Your goal — All that is needed is a count of the lines in this data that contain the word "shade".
◆ ◆ ◆
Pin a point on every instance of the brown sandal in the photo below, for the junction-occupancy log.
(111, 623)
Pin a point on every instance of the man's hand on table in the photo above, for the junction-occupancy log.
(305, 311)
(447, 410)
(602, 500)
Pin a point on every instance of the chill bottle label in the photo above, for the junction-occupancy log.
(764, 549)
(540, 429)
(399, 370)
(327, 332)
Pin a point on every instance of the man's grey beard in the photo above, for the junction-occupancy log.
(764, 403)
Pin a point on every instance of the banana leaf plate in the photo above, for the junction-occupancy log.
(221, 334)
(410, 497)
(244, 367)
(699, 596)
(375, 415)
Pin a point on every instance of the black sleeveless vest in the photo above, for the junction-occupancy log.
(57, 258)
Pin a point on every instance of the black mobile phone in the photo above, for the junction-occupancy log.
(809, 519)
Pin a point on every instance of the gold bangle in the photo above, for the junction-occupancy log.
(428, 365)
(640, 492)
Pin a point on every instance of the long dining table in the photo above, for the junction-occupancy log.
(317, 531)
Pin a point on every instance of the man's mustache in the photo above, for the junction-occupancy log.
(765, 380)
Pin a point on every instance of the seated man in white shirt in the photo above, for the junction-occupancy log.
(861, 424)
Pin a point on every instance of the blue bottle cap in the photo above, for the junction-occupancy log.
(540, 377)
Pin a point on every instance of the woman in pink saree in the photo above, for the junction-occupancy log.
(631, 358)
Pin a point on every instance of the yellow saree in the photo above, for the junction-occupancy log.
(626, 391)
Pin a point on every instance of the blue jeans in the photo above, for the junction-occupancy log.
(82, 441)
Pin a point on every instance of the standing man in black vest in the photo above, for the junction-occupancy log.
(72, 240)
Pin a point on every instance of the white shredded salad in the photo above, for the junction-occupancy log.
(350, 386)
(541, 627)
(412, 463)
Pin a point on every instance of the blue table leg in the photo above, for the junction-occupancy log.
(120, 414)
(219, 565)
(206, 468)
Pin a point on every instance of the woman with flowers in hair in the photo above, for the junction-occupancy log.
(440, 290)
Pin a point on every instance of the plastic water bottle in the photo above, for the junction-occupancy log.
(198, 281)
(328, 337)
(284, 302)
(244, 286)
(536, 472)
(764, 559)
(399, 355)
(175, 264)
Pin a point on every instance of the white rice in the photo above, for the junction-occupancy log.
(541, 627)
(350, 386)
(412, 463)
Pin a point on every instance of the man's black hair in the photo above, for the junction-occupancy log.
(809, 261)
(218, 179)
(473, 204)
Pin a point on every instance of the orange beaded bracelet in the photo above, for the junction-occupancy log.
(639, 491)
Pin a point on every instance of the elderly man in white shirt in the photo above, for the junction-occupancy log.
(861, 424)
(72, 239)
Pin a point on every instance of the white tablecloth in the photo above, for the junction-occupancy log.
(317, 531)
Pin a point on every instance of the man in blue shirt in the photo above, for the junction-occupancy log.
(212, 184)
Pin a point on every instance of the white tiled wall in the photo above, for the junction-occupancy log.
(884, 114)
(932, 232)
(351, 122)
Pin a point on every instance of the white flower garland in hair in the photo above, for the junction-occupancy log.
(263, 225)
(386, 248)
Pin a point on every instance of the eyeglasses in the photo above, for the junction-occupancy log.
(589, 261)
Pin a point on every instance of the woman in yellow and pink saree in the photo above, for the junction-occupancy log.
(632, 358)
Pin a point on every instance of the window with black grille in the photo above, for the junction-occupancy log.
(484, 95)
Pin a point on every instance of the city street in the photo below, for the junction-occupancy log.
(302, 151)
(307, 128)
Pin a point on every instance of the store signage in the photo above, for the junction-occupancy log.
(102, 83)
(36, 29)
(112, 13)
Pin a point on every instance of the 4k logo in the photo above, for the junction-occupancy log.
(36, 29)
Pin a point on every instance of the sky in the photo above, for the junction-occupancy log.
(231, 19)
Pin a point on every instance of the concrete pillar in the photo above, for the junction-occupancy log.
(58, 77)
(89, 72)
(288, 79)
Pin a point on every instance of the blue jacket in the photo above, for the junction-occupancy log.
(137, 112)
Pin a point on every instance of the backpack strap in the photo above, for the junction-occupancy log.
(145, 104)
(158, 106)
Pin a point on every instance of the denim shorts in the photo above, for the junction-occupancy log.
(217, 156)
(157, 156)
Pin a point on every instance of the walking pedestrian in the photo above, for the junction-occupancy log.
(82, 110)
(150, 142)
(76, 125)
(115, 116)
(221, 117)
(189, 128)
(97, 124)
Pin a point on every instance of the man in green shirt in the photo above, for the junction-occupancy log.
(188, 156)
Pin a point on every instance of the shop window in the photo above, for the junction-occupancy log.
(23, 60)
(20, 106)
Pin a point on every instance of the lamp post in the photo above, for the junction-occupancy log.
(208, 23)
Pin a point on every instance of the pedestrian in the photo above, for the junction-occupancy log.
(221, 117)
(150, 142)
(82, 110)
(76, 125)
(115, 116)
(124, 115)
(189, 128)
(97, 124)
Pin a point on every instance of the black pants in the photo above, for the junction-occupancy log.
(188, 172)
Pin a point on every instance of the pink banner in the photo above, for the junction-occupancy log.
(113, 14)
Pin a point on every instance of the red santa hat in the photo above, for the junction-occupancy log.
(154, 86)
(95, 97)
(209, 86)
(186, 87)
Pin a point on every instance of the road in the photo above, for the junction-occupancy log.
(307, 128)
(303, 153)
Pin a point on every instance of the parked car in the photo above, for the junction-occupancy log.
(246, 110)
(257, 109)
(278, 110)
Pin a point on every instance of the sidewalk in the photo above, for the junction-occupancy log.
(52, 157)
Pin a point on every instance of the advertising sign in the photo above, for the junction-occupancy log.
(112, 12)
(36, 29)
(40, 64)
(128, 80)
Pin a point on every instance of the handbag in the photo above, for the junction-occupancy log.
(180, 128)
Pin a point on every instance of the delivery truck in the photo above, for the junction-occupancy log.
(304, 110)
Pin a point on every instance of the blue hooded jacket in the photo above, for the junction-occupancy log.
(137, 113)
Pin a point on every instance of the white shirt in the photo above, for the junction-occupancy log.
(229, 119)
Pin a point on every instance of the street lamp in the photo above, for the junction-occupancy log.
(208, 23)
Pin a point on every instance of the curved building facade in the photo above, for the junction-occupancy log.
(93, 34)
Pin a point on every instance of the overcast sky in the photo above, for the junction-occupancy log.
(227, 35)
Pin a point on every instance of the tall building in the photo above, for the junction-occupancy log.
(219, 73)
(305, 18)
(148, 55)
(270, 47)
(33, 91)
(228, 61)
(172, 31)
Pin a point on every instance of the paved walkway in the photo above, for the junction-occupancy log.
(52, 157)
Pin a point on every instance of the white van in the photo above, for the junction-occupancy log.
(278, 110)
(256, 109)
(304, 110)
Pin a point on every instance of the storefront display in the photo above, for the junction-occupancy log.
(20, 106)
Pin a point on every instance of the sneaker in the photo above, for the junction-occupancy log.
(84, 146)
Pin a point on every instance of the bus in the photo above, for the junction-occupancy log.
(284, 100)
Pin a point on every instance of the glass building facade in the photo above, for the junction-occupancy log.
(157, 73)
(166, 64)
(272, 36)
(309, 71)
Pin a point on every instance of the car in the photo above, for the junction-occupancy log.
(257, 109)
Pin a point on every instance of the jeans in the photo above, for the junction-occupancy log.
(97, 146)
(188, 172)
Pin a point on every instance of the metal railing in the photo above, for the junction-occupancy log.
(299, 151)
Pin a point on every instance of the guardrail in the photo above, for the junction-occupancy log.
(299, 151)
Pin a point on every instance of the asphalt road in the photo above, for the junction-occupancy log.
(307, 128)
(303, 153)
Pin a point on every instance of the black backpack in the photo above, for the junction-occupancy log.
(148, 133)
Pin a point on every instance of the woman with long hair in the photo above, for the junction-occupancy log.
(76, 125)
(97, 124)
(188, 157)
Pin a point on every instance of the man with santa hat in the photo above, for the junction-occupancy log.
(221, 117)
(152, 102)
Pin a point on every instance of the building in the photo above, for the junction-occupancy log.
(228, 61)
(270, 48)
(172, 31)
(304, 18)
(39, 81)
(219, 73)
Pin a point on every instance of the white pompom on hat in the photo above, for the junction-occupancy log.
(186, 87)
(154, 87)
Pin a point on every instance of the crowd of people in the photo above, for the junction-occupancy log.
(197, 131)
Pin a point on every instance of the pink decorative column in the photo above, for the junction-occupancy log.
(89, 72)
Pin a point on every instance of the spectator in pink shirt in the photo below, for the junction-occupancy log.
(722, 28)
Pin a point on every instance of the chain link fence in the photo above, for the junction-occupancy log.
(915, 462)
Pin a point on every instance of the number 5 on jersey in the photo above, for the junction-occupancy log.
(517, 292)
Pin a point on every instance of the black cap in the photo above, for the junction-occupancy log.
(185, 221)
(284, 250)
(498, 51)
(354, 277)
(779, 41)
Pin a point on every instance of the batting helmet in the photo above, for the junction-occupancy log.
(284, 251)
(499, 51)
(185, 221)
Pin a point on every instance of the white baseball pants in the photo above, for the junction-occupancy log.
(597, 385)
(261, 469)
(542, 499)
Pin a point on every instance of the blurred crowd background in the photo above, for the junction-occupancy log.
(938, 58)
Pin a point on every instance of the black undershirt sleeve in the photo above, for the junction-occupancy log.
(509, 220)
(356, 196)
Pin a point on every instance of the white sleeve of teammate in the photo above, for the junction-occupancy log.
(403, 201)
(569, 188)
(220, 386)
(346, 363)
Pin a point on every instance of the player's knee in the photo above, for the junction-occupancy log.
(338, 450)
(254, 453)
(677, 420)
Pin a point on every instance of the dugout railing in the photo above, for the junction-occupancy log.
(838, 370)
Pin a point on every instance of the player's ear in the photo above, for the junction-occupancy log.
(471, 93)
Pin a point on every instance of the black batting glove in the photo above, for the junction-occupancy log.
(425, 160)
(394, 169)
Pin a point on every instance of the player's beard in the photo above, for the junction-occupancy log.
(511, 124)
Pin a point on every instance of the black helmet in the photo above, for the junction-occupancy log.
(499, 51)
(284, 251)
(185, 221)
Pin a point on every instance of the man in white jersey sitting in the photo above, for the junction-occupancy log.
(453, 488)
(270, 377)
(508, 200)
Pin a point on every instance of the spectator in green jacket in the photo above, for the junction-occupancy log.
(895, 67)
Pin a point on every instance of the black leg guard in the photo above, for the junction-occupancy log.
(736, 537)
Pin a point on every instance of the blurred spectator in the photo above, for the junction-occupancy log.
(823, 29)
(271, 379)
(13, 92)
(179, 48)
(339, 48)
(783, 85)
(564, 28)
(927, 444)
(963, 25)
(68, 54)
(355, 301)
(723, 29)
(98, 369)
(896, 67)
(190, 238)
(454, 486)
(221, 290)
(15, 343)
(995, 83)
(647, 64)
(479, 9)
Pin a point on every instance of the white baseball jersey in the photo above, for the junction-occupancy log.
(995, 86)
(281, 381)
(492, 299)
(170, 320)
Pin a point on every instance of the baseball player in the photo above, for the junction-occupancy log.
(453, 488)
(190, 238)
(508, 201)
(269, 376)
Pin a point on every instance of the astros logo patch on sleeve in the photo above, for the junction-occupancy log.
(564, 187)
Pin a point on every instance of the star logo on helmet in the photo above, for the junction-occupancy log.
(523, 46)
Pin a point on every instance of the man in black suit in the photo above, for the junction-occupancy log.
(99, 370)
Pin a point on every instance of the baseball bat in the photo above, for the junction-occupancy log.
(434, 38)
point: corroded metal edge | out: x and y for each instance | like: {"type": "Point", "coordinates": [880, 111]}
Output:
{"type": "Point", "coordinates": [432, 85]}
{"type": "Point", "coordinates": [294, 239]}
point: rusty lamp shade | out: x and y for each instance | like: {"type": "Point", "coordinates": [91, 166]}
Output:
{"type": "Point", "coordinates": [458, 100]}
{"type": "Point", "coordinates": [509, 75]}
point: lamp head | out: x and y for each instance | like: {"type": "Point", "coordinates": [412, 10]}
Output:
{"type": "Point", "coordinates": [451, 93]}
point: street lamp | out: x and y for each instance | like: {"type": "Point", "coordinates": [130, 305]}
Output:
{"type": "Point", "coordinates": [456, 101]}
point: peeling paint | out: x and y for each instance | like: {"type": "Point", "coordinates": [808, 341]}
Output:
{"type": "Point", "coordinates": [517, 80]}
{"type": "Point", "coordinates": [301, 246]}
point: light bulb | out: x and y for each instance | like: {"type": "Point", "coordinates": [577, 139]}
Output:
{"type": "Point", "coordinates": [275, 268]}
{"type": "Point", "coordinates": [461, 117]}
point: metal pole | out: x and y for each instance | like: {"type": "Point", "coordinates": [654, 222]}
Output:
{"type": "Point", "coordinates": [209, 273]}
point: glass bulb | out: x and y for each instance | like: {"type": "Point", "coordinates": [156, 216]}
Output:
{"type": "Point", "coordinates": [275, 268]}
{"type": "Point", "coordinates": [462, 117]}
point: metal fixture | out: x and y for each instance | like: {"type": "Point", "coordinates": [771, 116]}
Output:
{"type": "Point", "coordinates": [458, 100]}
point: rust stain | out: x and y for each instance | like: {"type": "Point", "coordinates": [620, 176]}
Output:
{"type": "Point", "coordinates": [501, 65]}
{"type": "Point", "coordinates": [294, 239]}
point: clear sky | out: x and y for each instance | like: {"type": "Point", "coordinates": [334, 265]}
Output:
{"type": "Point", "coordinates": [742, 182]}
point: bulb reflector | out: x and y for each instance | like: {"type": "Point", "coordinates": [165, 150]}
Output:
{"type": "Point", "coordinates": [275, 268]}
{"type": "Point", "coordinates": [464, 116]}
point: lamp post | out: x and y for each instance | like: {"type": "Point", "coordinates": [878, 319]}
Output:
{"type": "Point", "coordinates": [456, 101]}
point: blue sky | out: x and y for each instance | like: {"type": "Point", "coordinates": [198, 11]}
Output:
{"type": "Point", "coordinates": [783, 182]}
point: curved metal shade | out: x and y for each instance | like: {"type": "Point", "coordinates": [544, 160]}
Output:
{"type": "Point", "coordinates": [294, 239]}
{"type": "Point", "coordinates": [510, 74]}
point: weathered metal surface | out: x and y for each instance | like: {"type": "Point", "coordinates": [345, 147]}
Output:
◆ ◆ ◆
Response to the exercise — 2